> _KETENTUAN LATIHAN_:
1. Salin seluruh kutipan dokumen tanpa mengubah satu huruf atau tanda baca pun.
2. Pada bagian entri yang dibuka oleh baris berisi "Exercise. Mark every instance of the wooden" dan ditutup oleh baris berisi "[(137, 55)]", ganti "Sample" dengan "Contoh", lalu tuliskan kembali hanya bagian itu dengan isi lainnya tetap sama.

> _KUTIPAN DOKUMEN_:
──────────

Meskipun sebagai Nabi, ia memiliki keterbatasan dan keterbatasan
itu adalah tidak
diberikannya hak baginya untuk mengusir orang-orang yang beriman
karena dua alasan.
Bahwa mereka akan bertemu dengan Alllah SWT dalam keadaan
beriman kepada-Nya,
maka bagaimana ia akan mengusir orang yang beriman kepada
Allah SWT, kemudian
seandainya ia mengusir mereka, maka mereka akan menentangnya
di hadapan Allah SWT.
Ini berakibat pada pemberian pahala dari Allah SWT atas
keimanan mereka dan
balasan-Nya atas siapa pun yang mengusir mereka. Maka siapakah
yang dapat menolong
Nabi Nuh dari siksa Allah SWT seandainya ia mengusir mereka?

──────────

> _DAFTAR ENTRI_:
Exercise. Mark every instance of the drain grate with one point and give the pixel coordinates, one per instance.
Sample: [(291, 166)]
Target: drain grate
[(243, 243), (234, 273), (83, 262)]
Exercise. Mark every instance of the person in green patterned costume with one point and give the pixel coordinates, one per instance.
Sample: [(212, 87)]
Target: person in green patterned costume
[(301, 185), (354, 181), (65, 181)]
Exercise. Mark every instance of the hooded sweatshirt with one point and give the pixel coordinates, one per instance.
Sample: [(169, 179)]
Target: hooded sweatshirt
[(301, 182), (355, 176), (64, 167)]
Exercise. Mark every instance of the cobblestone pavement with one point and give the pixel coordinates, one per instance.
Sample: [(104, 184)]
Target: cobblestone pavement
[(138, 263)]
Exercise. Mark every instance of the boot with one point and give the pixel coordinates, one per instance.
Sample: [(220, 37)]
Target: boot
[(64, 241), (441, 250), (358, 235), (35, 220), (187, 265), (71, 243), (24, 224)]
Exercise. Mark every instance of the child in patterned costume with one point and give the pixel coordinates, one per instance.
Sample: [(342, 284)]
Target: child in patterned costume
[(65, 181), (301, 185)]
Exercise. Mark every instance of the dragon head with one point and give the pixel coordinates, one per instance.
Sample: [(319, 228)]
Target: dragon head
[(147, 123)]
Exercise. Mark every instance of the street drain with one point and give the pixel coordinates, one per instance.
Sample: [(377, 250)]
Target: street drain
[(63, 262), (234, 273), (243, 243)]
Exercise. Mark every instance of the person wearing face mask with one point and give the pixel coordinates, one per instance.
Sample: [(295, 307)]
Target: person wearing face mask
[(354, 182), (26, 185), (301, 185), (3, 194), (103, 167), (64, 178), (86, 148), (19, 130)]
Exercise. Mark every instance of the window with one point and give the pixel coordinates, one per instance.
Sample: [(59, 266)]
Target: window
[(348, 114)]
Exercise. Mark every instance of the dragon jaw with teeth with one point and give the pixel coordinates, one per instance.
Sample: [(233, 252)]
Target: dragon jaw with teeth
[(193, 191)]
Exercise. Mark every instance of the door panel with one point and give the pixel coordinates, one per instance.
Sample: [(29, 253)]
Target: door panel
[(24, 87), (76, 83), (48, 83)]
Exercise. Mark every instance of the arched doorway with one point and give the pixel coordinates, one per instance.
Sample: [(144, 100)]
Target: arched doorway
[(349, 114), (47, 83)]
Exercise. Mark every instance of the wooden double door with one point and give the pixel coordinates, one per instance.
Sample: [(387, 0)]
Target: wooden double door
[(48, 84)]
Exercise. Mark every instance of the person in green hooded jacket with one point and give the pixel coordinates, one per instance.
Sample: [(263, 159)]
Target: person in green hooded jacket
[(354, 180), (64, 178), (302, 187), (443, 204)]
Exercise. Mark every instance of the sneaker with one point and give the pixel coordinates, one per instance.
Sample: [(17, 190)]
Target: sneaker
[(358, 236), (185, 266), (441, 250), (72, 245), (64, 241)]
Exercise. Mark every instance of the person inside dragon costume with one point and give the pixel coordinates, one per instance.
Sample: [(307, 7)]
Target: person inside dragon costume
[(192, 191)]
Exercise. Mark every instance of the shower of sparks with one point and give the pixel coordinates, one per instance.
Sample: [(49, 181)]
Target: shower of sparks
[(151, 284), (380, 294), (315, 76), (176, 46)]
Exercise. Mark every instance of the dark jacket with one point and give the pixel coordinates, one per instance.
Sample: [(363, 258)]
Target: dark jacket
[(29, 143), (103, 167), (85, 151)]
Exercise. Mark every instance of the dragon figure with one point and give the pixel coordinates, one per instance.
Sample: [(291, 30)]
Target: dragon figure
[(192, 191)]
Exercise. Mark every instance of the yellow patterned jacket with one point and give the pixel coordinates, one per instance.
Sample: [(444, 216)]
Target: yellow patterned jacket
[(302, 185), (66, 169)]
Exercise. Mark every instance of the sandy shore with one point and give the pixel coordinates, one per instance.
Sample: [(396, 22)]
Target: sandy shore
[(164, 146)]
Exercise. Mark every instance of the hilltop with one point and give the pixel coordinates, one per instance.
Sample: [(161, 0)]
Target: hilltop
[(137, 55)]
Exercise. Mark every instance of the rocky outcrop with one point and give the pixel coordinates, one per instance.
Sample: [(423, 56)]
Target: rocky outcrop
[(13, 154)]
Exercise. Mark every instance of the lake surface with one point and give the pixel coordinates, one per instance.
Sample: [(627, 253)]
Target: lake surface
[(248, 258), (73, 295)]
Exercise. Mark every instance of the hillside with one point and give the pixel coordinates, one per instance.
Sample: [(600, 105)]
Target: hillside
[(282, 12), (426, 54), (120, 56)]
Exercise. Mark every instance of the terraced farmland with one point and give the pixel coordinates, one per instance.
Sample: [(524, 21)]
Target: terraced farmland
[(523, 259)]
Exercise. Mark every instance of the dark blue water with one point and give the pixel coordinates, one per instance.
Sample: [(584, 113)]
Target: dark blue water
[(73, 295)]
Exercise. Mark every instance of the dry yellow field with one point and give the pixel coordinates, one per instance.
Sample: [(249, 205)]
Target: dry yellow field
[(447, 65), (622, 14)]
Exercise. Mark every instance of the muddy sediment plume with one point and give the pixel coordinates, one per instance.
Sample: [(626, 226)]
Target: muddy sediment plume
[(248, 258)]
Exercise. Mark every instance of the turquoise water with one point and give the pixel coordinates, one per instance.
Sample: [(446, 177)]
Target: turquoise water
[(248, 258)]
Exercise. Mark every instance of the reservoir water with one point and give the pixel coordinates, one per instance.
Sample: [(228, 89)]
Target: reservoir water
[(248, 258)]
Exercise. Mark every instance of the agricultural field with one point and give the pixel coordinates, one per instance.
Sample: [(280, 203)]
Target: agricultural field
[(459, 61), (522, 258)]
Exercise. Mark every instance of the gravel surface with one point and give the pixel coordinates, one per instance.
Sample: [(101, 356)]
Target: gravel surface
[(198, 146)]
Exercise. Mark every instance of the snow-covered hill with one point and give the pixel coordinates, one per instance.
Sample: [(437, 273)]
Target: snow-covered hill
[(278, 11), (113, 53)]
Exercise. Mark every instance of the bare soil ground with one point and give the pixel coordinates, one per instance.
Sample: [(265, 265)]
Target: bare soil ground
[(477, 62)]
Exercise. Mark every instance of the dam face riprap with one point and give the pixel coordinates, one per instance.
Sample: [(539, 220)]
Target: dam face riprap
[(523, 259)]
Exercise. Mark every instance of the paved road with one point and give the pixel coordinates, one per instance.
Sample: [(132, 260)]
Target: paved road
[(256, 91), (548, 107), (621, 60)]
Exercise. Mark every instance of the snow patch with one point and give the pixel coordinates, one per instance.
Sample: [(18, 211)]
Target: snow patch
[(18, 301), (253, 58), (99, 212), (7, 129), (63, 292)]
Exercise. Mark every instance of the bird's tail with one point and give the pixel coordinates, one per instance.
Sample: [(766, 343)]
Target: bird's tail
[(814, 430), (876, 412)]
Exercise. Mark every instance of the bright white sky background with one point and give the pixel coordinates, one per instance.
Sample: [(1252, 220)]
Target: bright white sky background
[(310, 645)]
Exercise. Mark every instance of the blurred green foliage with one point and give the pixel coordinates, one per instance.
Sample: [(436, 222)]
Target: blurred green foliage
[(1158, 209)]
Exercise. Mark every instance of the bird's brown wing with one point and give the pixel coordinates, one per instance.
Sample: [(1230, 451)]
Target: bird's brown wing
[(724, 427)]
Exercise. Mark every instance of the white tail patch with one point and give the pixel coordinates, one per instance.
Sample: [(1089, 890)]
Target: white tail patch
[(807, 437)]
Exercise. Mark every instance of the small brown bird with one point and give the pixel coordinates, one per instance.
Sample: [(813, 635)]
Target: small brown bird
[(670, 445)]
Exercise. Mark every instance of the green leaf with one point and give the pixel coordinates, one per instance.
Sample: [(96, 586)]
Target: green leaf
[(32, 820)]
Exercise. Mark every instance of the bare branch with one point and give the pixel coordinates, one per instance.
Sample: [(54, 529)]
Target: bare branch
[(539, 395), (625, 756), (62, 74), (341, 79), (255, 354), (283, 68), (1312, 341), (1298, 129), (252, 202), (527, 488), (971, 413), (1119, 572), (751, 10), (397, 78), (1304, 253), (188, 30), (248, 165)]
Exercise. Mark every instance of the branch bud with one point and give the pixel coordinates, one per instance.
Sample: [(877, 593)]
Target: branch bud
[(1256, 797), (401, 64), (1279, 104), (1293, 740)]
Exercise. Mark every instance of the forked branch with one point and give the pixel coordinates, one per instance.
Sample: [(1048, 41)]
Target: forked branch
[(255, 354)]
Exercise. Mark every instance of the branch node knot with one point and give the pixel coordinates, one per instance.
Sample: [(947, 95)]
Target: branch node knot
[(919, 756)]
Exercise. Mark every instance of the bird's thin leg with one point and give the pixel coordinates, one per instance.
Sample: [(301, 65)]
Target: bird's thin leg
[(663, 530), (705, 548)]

──────────

> _PEMBAHASAN JAWABAN_:
1.
Meskipun sebagai Nabi, ia memiliki keterbatasan dan keterbatasan
itu adalah tidak
diberikannya hak baginya untuk mengusir orang-orang yang beriman
karena dua alasan.
Bahwa mereka akan bertemu dengan Alllah SWT dalam keadaan
beriman kepada-Nya,
maka bagaimana ia akan mengusir orang yang beriman kepada
Allah SWT, kemudian
seandainya ia mengusir mereka, maka mereka akan menentangnya
di hadapan Allah SWT.
Ini berakibat pada pemberian pahala dari Allah SWT atas
keimanan mereka dan
balasan-Nya atas siapa pun yang mengusir mereka. Maka siapakah
yang dapat menolong
Nabi Nuh dari siksa Allah SWT seandainya ia mengusir mereka?

2.
Exercise. Mark every instance of the wooden double door with one point and give the pixel coordinates, one per instance.
Contoh: [(387, 0)]
Target: wooden double door
[(48, 84)]
Exercise. Mark every instance of the person in green hooded jacket with one point and give the pixel coordinates, one per instance.
Contoh: [(263, 159)]
Target: person in green hooded jacket
[(354, 180), (64, 178), (302, 187), (443, 204)]
Exercise. Mark every instance of the sneaker with one point and give the pixel coordinates, one per instance.
Contoh: [(17, 190)]
Target: sneaker
[(358, 236), (185, 266), (441, 250), (72, 245), (64, 241)]
Exercise. Mark every instance of the person inside dragon costume with one point and give the pixel coordinates, one per instance.
Contoh: [(307, 7)]
Target: person inside dragon costume
[(192, 191)]
Exercise. Mark every instance of the shower of sparks with one point and give the pixel coordinates, one per instance.
Contoh: [(49, 181)]
Target: shower of sparks
[(151, 284), (380, 294), (315, 76), (176, 46)]
Exercise. Mark every instance of the dark jacket with one point and give the pixel coordinates, one per instance.
Contoh: [(363, 258)]
Target: dark jacket
[(29, 143), (103, 167), (85, 151)]
Exercise. Mark every instance of the dragon figure with one point and give the pixel coordinates, one per instance.
Contoh: [(291, 30)]
Target: dragon figure
[(192, 191)]
Exercise. Mark every instance of the yellow patterned jacket with one point and give the pixel coordinates, one per instance.
Contoh: [(444, 216)]
Target: yellow patterned jacket
[(302, 185), (66, 169)]
Exercise. Mark every instance of the sandy shore with one point and give the pixel coordinates, one per instance.
Contoh: [(396, 22)]
Target: sandy shore
[(164, 146)]
Exercise. Mark every instance of the hilltop with one point and give the pixel coordinates, one per instance.
Contoh: [(161, 0)]
Target: hilltop
[(137, 55)]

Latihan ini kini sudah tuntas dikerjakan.